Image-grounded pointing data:
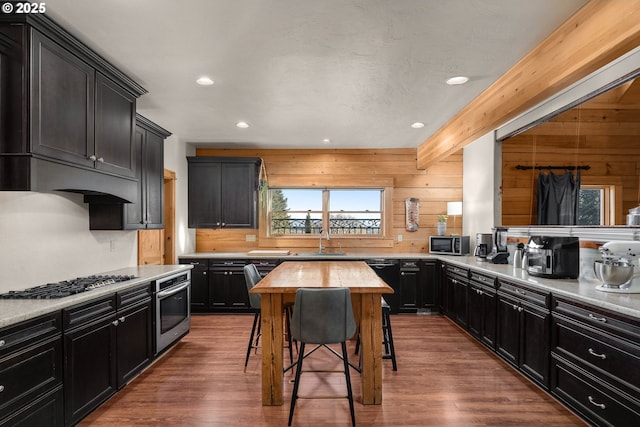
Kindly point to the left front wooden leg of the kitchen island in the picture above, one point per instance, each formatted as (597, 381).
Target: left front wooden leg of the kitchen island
(272, 342)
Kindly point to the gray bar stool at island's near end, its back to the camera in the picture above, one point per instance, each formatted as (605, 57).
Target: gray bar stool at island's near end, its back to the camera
(322, 317)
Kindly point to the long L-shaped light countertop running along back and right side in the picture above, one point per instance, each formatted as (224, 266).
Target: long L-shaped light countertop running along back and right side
(582, 289)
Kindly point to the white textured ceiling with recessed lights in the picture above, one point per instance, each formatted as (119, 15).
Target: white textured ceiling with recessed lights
(356, 71)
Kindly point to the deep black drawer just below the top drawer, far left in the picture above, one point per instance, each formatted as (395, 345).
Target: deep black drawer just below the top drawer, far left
(30, 372)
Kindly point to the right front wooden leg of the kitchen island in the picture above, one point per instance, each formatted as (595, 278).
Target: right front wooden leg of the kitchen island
(371, 348)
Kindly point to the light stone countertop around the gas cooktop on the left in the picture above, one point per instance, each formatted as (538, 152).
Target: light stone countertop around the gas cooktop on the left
(17, 310)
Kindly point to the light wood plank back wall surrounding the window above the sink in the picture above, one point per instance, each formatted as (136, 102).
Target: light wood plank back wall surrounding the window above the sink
(394, 169)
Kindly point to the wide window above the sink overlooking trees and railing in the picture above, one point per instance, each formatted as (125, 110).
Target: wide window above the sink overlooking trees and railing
(338, 211)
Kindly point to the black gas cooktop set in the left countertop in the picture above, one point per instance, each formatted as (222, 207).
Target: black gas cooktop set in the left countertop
(67, 288)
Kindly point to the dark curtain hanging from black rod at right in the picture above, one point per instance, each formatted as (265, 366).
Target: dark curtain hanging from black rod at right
(558, 198)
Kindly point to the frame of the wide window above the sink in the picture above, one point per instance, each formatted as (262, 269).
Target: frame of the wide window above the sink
(325, 213)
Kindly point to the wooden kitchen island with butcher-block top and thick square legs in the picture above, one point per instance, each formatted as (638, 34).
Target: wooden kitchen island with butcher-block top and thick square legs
(280, 286)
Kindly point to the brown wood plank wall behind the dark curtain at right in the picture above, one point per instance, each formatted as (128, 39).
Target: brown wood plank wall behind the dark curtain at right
(605, 139)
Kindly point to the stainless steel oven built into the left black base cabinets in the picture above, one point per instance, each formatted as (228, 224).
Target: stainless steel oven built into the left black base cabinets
(172, 309)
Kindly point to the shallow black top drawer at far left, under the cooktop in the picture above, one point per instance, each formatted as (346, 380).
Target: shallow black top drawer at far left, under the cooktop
(25, 333)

◆ Action item ◆
For this exercise, print all of the entries exactly as they appear, but without pictures.

◆ Answer section ◆
Kindly point to the left front wooden leg of the kitchen island in the picture above, one point per instance, each formatted as (597, 381).
Target: left front wooden leg of the kitchen island
(272, 342)
Kindly point to the gray bar stool at island's near end, its back to the camera in the picture above, one point per instance, each formatted as (605, 57).
Target: gray bar stool at island's near end, its back to the camera
(322, 317)
Kindly point to the long L-shaped light countertop running along back and right side in the picture above, one point per instance, each formatted as (224, 266).
Target: long L-shaped light countertop running along back and right side
(582, 289)
Kindly point to the white textured ceiling with recessed lights in the picture above, one point per instance, each formatted as (119, 15).
Target: white textured ceiling with recessed lights
(356, 71)
Kindly point to the deep black drawer just below the top drawer, far left in the picture above, one point per instance, each formatted as (395, 345).
Target: deep black drawer just below the top drawer, far left
(30, 372)
Kindly point to the right front wooden leg of the kitchen island in the picture above, one point per instance, each formatted as (595, 278).
Target: right front wooden leg of the kitchen island
(371, 348)
Kindly point to the light stone countertop around the gas cooktop on the left in the picture above, one point per instance, each formatted as (538, 152).
Target: light stone countertop around the gas cooktop on the left
(17, 310)
Kindly point to the light wood plank back wall surrounding the window above the sink in the picture above, one point per instance, each formatted as (136, 102).
Target: light wood plank back wall surrounding the window above the sink
(394, 169)
Kindly point to the wide window above the sink overlooking trees and railing in the picture above, one point per instance, each formatted as (125, 110).
Target: wide window above the sink overlooking trees and railing
(338, 211)
Kindly point to the black gas cooktop set in the left countertop in the picture above, one point per instance, each formatted as (222, 207).
Target: black gas cooktop set in the left countertop
(67, 288)
Kindly point to the dark curtain hanging from black rod at right in the picture above, one point per instance, each formatted as (265, 366).
Target: dark curtain hanging from black rod at right
(558, 198)
Kindly point to the frame of the wide window above the sink in the picture above, one point per instance, each formatted as (262, 269).
Target: frame of the wide window above the sink
(325, 213)
Kindly point to the wooden kitchen island with butcher-block top and thick square legs in the picture above, one point per instance, each formatted as (638, 34).
Target: wooden kitchen island with butcher-block top and thick square legs
(280, 286)
Kindly point to the brown wood plank wall behind the dark curtain at right in the picture above, one point per instance, each formatted as (128, 39).
Target: brown wood plank wall behind the dark curtain at right
(605, 139)
Kindly point to the stainless steel oven built into the left black base cabinets in the picture above, one point per instance, each formatted as (228, 224).
Target: stainless steel oven built into the left black base cabinets
(172, 309)
Kindly point to the shallow black top drawer at far left, under the cooktop in the picture above, one point per instance, each formatted as (346, 380).
Target: shallow black top drawer at far left, under the cooktop
(25, 333)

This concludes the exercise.